### WHAT YOU NEED TO DO
Reproduce the material word for word from its first line through the line containing "positive clicks: (306, 186)", both included.

### PROVIDED INFORMATION
=-=-=

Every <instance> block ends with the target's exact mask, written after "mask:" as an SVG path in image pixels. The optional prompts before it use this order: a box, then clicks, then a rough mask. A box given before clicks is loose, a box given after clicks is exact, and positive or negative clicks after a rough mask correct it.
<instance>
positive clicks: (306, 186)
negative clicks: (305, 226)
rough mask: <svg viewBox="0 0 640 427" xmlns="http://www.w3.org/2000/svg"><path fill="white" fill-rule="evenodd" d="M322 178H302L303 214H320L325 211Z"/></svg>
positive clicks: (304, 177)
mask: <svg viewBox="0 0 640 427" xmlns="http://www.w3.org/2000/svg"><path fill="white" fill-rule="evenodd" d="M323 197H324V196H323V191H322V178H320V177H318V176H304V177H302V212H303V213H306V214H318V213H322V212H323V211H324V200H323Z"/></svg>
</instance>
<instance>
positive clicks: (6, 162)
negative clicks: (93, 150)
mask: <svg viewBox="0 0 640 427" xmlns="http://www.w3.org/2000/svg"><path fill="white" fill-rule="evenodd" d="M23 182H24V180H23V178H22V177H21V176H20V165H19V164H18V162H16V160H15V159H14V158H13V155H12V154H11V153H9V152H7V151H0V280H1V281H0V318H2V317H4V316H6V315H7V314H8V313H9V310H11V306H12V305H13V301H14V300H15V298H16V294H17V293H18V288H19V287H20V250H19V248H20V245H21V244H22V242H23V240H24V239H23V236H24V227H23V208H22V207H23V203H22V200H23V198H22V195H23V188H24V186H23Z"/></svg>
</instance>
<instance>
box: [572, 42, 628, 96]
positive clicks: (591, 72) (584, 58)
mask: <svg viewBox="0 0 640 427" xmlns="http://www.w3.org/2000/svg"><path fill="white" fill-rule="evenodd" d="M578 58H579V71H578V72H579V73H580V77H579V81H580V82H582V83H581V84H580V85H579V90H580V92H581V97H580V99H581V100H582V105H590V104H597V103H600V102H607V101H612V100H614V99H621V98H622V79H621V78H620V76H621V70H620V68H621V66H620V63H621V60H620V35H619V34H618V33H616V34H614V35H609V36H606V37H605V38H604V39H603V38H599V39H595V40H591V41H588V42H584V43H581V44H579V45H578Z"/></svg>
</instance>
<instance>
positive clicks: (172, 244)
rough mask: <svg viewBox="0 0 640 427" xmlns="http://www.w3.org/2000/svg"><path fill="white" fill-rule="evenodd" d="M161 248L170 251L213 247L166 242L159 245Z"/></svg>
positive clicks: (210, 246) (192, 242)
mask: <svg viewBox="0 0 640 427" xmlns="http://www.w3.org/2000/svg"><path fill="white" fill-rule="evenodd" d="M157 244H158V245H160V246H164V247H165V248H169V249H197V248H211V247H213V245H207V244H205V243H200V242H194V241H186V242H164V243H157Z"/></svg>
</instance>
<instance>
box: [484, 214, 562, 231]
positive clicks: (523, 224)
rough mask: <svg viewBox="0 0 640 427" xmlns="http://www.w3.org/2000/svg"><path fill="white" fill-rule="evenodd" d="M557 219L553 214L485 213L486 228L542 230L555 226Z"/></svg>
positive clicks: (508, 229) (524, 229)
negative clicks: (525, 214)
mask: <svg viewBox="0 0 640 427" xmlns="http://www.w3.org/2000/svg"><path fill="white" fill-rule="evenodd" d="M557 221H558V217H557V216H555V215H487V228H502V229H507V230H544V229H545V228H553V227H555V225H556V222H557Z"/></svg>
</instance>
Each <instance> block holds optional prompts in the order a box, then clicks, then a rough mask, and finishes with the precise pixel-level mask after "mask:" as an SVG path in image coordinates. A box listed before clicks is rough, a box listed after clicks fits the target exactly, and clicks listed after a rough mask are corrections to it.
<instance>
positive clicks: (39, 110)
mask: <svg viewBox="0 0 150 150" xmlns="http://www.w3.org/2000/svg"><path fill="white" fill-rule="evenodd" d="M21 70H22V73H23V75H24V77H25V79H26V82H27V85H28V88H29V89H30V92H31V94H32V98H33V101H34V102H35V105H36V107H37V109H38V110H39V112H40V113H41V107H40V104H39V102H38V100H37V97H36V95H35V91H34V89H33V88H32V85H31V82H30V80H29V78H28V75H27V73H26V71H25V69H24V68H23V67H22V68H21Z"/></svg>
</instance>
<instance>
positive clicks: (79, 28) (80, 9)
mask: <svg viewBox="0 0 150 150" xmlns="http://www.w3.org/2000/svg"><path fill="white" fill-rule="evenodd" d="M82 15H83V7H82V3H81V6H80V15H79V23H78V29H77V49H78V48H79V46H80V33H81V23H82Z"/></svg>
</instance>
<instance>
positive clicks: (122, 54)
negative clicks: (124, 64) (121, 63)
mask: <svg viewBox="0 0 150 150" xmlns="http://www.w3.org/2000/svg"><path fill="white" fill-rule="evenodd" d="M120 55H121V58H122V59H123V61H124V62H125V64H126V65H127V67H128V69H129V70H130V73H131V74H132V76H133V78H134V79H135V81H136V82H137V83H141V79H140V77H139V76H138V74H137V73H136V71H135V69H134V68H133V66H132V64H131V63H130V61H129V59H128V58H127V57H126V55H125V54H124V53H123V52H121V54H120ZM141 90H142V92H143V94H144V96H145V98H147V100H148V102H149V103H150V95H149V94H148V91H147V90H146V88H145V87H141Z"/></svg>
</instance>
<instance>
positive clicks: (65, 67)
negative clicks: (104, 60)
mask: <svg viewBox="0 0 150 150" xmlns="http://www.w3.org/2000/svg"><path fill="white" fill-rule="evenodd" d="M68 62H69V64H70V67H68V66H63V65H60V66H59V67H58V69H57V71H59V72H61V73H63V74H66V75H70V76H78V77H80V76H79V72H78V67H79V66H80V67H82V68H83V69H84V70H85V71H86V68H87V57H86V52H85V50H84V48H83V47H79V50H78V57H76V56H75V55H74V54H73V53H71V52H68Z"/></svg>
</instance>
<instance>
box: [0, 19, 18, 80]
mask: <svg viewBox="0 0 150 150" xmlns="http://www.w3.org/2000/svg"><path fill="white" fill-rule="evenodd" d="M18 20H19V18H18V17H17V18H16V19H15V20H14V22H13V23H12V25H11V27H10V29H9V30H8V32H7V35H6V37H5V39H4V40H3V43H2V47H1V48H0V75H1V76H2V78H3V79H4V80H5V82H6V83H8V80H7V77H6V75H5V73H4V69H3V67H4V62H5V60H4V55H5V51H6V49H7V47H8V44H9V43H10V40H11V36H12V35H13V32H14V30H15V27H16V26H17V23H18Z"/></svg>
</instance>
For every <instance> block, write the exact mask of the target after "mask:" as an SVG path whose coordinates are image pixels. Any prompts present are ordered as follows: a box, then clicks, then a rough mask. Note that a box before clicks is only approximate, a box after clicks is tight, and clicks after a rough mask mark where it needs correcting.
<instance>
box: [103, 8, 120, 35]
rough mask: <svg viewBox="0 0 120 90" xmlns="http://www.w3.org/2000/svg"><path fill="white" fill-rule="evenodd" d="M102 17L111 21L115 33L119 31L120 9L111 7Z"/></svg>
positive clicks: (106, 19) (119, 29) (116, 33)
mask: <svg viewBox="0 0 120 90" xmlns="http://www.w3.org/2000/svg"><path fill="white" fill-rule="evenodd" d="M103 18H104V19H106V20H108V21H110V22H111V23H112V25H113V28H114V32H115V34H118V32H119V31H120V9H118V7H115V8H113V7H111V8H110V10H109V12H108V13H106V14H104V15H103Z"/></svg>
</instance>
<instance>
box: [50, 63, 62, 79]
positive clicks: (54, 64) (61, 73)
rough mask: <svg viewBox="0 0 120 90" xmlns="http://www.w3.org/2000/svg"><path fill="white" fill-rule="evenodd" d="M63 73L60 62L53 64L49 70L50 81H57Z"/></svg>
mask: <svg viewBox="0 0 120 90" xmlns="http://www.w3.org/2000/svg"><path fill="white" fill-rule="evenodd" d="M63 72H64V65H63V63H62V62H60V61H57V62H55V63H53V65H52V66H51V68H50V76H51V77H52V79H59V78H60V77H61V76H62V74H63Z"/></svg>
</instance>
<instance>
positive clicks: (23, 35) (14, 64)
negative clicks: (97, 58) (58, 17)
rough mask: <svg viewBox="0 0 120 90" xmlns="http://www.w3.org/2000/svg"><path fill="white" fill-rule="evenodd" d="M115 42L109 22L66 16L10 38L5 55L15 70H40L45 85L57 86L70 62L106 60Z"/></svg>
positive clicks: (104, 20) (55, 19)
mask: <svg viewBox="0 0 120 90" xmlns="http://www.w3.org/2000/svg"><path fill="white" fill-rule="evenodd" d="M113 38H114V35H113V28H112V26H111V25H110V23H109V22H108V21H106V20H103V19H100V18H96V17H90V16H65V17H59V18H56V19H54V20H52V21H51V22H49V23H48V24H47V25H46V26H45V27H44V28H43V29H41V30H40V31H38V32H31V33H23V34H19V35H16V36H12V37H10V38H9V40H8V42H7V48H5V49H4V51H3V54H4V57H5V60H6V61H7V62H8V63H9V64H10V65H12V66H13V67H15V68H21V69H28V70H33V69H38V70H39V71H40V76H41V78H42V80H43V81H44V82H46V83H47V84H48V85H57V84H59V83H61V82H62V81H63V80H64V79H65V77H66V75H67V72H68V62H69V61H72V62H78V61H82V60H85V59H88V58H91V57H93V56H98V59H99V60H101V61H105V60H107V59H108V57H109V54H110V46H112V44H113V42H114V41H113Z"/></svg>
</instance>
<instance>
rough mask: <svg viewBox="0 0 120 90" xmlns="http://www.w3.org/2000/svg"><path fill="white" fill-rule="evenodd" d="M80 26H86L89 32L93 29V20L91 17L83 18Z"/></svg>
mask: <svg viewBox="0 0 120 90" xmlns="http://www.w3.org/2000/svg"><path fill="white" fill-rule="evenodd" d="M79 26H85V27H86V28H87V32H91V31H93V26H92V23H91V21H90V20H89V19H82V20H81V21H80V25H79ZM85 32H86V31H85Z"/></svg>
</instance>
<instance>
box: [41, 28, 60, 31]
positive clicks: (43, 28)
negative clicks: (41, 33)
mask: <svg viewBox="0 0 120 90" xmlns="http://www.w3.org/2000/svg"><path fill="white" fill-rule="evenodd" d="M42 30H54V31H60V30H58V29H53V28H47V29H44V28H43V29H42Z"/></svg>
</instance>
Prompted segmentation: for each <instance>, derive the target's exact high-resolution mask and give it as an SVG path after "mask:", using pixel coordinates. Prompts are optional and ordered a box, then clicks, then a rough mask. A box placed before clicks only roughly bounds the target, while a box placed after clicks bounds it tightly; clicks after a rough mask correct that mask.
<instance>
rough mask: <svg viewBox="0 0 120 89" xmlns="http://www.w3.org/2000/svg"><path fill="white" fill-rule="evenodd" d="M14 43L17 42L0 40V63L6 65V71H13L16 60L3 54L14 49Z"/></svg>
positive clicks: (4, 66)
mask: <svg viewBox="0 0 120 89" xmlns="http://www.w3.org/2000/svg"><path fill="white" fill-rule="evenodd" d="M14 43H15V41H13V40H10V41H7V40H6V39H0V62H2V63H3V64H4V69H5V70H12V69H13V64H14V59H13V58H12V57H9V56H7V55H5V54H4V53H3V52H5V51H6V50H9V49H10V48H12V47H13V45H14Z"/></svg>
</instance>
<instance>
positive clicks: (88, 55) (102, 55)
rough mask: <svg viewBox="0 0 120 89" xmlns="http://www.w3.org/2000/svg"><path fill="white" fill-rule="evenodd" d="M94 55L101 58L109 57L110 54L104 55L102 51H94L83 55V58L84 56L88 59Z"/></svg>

=-=-=

### TASK RESULT
Every <instance> block ends with the target's exact mask, written after "mask:" as an SVG path in image pixels. The optional prompts before it use this order: a box, then clicks, then a rough mask. A box given before clicks is loose, a box given after clicks is exact, and positive or negative clicks after a rough mask correct it.
<instance>
positive clicks: (306, 186)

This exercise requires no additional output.